Collect the lines of the entries where "grass" shows up.

(Records contained in a dataset)
= = = = =

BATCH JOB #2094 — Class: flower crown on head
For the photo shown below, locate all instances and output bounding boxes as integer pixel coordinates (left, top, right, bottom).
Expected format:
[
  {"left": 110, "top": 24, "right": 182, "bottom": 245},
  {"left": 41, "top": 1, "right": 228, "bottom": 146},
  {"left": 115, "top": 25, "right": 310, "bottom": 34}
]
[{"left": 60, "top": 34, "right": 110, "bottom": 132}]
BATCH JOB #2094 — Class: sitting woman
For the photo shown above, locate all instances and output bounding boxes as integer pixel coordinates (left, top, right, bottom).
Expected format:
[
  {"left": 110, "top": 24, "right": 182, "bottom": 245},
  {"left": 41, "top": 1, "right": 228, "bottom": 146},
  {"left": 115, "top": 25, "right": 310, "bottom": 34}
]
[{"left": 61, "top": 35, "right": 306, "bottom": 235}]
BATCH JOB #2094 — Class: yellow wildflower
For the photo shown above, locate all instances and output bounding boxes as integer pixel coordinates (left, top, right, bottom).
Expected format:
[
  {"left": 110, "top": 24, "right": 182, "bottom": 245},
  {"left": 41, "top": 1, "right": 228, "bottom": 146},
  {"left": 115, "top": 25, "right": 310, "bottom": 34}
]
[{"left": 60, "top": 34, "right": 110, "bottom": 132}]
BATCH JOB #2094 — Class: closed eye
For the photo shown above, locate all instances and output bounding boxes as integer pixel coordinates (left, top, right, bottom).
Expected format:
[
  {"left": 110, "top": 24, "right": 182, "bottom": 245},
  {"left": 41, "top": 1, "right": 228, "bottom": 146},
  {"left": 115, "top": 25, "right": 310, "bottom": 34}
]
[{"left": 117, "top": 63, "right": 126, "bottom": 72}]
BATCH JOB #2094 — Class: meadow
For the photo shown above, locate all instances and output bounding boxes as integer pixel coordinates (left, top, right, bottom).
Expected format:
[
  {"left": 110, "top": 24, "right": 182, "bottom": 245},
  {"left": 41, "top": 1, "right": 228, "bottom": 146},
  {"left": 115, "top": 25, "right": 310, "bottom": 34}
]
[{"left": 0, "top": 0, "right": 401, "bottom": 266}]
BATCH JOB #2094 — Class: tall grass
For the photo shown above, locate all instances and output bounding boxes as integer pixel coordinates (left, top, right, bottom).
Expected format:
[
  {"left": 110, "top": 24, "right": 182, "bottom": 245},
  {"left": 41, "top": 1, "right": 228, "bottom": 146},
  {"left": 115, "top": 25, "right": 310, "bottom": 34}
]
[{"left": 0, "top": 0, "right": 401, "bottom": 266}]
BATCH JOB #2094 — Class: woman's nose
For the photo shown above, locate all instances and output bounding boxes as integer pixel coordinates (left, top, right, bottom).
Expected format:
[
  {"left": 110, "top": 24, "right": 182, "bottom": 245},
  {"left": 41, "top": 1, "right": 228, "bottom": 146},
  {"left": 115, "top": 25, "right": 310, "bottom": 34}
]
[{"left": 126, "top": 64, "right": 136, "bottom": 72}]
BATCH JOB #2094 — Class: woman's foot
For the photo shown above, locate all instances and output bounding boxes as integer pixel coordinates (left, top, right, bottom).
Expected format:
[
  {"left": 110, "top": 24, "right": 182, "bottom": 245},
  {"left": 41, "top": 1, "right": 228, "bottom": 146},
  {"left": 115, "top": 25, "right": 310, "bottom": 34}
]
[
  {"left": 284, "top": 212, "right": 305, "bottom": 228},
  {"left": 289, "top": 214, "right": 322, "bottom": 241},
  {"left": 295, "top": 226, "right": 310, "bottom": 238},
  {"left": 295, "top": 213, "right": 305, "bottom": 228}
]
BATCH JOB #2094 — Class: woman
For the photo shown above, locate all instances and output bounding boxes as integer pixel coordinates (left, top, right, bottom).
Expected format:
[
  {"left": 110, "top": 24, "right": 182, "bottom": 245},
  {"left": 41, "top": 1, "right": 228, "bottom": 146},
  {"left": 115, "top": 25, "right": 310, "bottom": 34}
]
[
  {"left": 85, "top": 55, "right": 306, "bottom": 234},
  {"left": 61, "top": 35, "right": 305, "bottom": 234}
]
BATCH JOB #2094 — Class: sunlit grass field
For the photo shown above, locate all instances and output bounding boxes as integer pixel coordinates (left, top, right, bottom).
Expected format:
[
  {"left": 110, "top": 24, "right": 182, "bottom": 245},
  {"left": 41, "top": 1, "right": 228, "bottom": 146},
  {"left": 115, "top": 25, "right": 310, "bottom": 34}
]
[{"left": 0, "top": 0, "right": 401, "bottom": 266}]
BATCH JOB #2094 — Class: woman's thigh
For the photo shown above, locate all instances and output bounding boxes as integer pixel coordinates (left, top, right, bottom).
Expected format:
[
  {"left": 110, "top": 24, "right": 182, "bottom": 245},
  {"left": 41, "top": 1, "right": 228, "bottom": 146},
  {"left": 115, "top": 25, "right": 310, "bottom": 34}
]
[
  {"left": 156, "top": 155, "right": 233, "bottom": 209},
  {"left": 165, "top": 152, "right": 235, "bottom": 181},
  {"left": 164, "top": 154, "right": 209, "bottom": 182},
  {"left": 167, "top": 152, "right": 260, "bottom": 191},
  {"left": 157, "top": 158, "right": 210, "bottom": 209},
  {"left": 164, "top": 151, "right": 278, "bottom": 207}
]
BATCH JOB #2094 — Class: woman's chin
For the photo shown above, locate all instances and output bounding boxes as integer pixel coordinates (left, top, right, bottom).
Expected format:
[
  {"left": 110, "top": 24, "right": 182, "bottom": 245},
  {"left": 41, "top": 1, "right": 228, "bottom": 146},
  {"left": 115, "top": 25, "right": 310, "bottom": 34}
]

= = = = =

• _Response area_:
BATCH JOB #2094 — Class: tall grass
BATCH JOB #2094 — Class: sunlit grass field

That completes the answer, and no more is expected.